» **Directions**:
Copy out the lines below word for word, and leave the pictures out of your copy.

^^^^^^^^

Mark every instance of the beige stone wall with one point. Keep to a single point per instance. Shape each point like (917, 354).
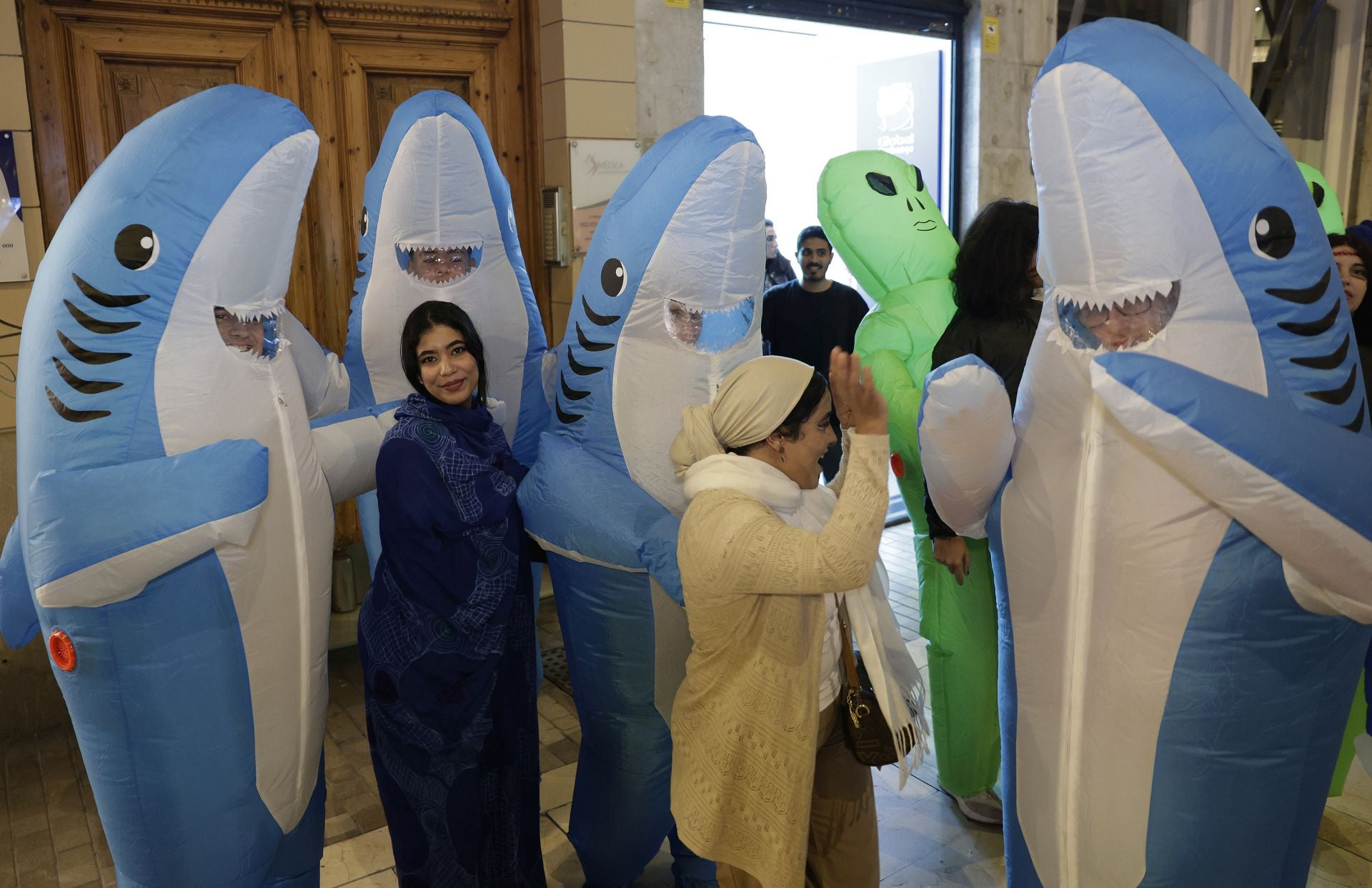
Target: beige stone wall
(996, 86)
(29, 696)
(589, 74)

^^^^^^^^

» **Correct answer**:
Mark every instance of the beige stone wall with one point. Keep to a single point per instance. Shape each point like (917, 354).
Target: beige stone wall
(996, 86)
(29, 696)
(589, 74)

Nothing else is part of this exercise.